Filistin’de İngiliz mandası nasıl kurulabildi?

Mustafa Armağan, Lozan'ın kabul edilmesiyle Filistin'in işgalinin de resmiyet kazandığına dikkat çekiyor.

Mustafa Armağan / Yeni Akit

Filistin’de İngiliz mandası, biz Lozan’ı onaylamadan resmen kurulamamıştı

Filistin’in mukadderatını belirleyecek olan alçakça karar Yunanlar daha Anadolu’dan temizlenmeden önce, 24 Temmuz 1922’de verilmişti. İngilizlerin Britannica Ansiklopedisi Filistin (Palestine) maddesinde böyle yazmış.
========
» Verilen talimat a: Verilen metindeki "Mustafa Armağan, Lozan'ın kabul edilmesiyle Filistin'in işgalinin de resmiyet kazandığına dikkat çekiyor." cümlesini İngilizceye çevirin.

[Saklanan veriler]
========
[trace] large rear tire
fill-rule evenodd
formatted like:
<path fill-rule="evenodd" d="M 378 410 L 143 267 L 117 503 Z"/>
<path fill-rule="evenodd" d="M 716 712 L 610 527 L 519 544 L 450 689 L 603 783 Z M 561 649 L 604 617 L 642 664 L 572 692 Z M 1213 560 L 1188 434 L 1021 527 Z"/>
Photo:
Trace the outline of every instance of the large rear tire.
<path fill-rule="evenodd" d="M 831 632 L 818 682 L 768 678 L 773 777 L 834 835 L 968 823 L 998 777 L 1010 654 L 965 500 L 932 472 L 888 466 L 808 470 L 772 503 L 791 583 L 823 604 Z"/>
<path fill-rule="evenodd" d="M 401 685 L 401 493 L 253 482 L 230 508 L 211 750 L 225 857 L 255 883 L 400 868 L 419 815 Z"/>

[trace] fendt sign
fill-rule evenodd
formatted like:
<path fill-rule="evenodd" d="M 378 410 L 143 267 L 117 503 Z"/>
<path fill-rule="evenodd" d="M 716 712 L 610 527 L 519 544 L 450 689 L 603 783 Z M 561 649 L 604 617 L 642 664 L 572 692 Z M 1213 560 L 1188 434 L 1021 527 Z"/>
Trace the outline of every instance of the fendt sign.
========
» Verilen talimat b: Yukarıdaki satırlarda "[trace] fendt sign" ifadesini içeren satırdan başlayıp satırların sonuna kadar olan kısmı, "instance" yerine "occurrence" yazarak ve geri kalan her şeyi aynen koruyarak güncelleyin.

» Beklenen cevap a: Mustafa Armağan points out that with the acceptance of Lausanne, the occupation of Palestine also became official.

» Beklenen cevap b:
[trace] fendt sign
fill-rule evenodd
formatted like:
<path fill-rule="evenodd" d="M 378 410 L 143 267 L 117 503 Z"/>
<path fill-rule="evenodd" d="M 716 712 L 610 527 L 519 544 L 450 689 L 603 783 Z M 561 649 L 604 617 L 642 664 L 572 692 Z M 1213 560 L 1188 434 L 1021 527 Z"/>
Trace the outline of every occurrence of the fendt sign.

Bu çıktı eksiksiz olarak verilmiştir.